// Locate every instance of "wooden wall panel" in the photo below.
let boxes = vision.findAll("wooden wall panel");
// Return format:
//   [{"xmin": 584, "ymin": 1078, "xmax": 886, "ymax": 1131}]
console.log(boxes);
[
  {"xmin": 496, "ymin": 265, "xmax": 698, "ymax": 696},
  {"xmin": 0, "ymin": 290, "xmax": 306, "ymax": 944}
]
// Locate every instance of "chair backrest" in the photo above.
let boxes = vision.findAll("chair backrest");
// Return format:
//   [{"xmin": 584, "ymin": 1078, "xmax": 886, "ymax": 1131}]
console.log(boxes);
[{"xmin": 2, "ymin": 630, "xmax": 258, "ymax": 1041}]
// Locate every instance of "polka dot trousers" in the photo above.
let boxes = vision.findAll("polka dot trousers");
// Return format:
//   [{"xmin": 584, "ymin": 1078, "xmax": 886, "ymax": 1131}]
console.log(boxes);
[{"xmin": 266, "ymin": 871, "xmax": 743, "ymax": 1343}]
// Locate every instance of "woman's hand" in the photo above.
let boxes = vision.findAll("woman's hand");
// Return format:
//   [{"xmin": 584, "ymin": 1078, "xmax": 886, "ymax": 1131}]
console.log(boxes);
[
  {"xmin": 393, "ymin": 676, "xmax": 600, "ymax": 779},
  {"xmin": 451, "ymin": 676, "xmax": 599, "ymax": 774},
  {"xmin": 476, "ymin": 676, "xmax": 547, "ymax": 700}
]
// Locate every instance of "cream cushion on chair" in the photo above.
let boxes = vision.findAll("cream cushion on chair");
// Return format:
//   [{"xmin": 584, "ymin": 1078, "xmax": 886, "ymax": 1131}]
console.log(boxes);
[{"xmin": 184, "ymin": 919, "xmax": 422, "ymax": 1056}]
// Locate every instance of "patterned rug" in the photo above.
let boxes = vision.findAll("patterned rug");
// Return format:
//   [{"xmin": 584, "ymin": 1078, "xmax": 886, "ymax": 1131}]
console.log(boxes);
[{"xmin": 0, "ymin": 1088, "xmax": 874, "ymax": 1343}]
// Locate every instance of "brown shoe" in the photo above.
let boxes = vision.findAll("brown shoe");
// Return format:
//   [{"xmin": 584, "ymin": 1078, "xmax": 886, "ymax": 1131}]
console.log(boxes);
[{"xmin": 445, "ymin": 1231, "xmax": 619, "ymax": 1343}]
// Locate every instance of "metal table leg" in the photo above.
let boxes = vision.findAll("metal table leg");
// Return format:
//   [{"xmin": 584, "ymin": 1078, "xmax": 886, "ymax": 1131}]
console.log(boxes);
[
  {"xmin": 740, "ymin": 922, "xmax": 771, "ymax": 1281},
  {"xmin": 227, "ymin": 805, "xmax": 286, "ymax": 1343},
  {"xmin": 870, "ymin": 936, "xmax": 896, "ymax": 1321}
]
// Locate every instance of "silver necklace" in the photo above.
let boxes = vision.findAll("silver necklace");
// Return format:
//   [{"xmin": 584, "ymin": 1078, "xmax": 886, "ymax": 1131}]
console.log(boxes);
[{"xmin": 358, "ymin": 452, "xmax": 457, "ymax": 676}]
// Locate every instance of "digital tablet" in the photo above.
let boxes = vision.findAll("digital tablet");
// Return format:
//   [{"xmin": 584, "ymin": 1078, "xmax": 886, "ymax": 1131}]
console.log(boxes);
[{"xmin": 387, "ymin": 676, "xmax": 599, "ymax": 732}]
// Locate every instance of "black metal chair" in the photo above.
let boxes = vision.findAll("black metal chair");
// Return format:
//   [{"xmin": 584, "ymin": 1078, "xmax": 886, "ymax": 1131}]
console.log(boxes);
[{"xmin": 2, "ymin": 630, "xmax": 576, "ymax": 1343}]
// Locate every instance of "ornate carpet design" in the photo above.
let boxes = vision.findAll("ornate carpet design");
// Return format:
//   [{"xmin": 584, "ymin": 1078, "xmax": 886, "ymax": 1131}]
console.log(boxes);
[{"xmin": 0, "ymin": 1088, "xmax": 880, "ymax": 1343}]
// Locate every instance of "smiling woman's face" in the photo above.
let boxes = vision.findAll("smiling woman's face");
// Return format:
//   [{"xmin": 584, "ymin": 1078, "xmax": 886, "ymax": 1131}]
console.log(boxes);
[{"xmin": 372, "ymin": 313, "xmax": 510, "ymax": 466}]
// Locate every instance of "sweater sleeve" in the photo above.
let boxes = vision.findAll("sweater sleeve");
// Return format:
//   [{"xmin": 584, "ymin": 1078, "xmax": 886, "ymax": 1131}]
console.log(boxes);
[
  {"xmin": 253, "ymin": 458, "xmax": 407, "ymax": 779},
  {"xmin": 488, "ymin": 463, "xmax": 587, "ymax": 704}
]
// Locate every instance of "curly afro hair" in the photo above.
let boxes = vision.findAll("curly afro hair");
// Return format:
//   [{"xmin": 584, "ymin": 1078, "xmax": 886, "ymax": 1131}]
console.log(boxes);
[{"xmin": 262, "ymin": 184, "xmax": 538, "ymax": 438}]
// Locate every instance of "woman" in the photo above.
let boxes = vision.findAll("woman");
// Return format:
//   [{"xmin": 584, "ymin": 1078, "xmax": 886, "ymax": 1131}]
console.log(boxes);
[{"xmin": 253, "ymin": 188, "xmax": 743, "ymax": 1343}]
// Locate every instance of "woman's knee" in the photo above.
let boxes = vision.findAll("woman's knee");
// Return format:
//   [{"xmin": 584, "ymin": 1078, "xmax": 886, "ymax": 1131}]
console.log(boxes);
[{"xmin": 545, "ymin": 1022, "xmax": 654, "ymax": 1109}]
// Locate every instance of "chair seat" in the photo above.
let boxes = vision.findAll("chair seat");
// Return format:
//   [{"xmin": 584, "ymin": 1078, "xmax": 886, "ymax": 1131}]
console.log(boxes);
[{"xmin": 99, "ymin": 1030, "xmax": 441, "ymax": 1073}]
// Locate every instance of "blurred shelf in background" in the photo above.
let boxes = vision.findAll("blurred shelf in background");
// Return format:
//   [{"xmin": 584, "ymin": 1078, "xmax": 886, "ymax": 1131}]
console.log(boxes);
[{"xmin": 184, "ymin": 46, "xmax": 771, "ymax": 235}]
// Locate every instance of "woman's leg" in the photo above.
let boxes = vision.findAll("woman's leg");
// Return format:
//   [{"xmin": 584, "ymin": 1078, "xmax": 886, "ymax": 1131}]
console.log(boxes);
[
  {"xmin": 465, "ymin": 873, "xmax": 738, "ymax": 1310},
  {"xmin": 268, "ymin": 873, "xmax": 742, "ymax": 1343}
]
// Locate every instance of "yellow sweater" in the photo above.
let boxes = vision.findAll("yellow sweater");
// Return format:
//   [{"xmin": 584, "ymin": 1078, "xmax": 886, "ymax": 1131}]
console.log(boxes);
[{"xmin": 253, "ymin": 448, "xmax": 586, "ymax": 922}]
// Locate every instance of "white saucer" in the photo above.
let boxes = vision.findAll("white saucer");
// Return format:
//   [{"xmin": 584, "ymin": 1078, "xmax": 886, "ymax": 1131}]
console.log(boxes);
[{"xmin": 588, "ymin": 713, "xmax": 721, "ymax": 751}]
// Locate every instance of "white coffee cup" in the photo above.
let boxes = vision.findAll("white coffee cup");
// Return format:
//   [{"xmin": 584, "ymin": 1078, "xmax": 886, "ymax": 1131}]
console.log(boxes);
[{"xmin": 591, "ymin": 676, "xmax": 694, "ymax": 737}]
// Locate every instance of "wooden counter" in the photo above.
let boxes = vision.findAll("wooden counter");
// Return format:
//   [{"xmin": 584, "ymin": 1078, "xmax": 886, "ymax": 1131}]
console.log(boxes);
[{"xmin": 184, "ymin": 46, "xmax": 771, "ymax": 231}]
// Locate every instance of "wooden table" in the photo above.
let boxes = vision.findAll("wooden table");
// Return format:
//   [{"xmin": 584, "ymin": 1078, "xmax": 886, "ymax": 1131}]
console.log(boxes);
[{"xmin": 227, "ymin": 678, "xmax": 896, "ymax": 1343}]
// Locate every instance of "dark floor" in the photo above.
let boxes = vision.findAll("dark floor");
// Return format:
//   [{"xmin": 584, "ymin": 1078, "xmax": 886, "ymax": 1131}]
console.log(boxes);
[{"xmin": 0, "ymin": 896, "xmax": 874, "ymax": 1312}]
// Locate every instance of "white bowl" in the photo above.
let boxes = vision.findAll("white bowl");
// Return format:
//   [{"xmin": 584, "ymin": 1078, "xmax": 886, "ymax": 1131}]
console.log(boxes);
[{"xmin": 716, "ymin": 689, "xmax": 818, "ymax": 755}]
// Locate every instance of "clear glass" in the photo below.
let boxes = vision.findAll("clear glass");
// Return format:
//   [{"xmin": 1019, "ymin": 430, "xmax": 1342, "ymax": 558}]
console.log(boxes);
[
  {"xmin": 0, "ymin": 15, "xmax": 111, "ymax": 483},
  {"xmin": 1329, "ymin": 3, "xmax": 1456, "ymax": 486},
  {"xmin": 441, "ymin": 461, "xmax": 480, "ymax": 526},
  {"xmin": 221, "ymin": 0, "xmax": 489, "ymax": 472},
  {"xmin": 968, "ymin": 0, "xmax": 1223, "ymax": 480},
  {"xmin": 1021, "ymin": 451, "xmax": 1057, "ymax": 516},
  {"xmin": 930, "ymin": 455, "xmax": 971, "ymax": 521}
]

+--

PROBLEM: Return each line of the material above that contains the string "cream", copied in full.

FULL RESPONSE:
// Locate every instance of "cream cushion on chair" in the photo above.
let boxes = vision.findAll("cream cushion on chair");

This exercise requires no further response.